[Stored data]
⁂

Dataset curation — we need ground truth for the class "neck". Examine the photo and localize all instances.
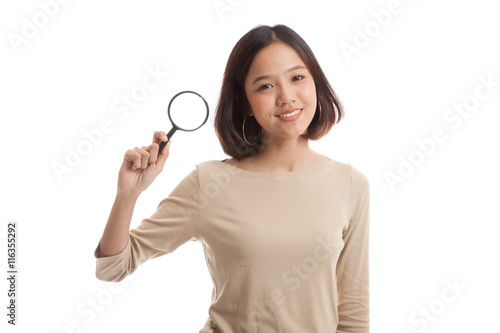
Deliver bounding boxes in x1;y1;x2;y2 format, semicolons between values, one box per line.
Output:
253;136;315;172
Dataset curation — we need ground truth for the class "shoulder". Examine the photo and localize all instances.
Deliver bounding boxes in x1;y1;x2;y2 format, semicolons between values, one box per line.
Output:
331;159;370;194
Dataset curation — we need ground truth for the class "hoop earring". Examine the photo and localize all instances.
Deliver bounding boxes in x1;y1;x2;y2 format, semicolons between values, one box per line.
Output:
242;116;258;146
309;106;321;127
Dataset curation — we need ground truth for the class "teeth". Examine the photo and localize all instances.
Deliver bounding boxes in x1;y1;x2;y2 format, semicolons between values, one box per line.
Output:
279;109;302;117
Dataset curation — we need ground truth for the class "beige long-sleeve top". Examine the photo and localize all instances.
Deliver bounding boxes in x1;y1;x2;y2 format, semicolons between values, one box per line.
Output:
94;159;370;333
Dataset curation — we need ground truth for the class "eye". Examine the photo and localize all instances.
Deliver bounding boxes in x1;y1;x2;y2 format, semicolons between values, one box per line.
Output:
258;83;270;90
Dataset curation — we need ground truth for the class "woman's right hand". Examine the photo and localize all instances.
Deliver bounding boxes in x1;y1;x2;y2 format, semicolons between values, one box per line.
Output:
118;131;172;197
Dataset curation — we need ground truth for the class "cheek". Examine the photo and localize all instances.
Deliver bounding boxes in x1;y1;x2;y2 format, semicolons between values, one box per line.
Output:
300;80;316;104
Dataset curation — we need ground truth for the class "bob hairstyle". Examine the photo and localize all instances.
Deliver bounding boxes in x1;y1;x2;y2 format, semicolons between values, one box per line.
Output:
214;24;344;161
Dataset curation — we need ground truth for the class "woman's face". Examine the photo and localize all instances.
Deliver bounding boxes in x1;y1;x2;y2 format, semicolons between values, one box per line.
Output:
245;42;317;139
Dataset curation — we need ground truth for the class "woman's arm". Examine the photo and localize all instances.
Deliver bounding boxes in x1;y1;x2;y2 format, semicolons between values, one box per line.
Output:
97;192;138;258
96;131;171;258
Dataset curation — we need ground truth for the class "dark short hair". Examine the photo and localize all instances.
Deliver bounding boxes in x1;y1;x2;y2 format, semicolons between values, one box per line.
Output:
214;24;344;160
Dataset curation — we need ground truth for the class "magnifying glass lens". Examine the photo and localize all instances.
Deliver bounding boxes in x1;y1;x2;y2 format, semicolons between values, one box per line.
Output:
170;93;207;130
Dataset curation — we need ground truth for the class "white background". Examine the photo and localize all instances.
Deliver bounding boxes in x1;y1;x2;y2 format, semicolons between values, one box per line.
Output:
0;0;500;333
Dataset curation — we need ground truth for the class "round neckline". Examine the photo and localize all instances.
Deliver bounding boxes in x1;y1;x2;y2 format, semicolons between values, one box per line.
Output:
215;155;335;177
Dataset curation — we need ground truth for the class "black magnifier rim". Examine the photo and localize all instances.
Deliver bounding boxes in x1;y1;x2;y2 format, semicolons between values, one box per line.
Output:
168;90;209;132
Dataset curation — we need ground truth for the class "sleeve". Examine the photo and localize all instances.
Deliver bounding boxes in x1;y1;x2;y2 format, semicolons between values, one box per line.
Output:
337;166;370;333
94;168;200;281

⁂

• Given task
Quote everything from the start of the records down to and including the line containing "118;131;172;197", and leave the pictures out.

• Output below
Dataset curation — we need ground truth for the class "neck". Examine the photo and localize all instances.
Deliver bounding boxes in x1;y1;x2;y2 format, semicolons between values, one box per line.
Output:
253;136;315;172
Dataset curation — we need ground truth for the class "shoulder". Examine the photo and localize all instances.
Deliver bounding boxes in x1;y1;x2;y2 format, semicolons between values, one box per line.
Output:
331;159;370;194
Dataset curation — we need ground truth for the class "hoop earring". Examine the photo and localize all instances.
Deliver bounding boxes in x1;y1;x2;y2 format, semicolons between values, one box per line.
Output:
242;116;258;146
309;106;321;127
Dataset curation — we need ground truth for the class "teeth". Examine the photo and localize all instances.
Deliver bounding boxes in x1;y1;x2;y2 format, semicolons between values, one box per line.
Output:
279;109;302;117
Dataset curation — we need ground truth for the class "beige long-sleeve top". Examine the photo and localize all instances.
Deliver bounding boxes in x1;y1;x2;y2 format, semicolons between values, one box per line.
Output:
94;159;370;333
Dataset curation — we need ground truth for the class "eye". Examine the photo and localize all instances.
Deliver bounding boxes in x1;y1;x2;y2 format, semicolons between values, one box per line.
Output:
258;83;270;90
Dataset curation — we need ground truth for the class "woman's right hand". Examine the photo and localize all instances.
Deliver bounding boxes in x1;y1;x2;y2 format, semicolons between values, one box per line.
Output:
118;131;172;197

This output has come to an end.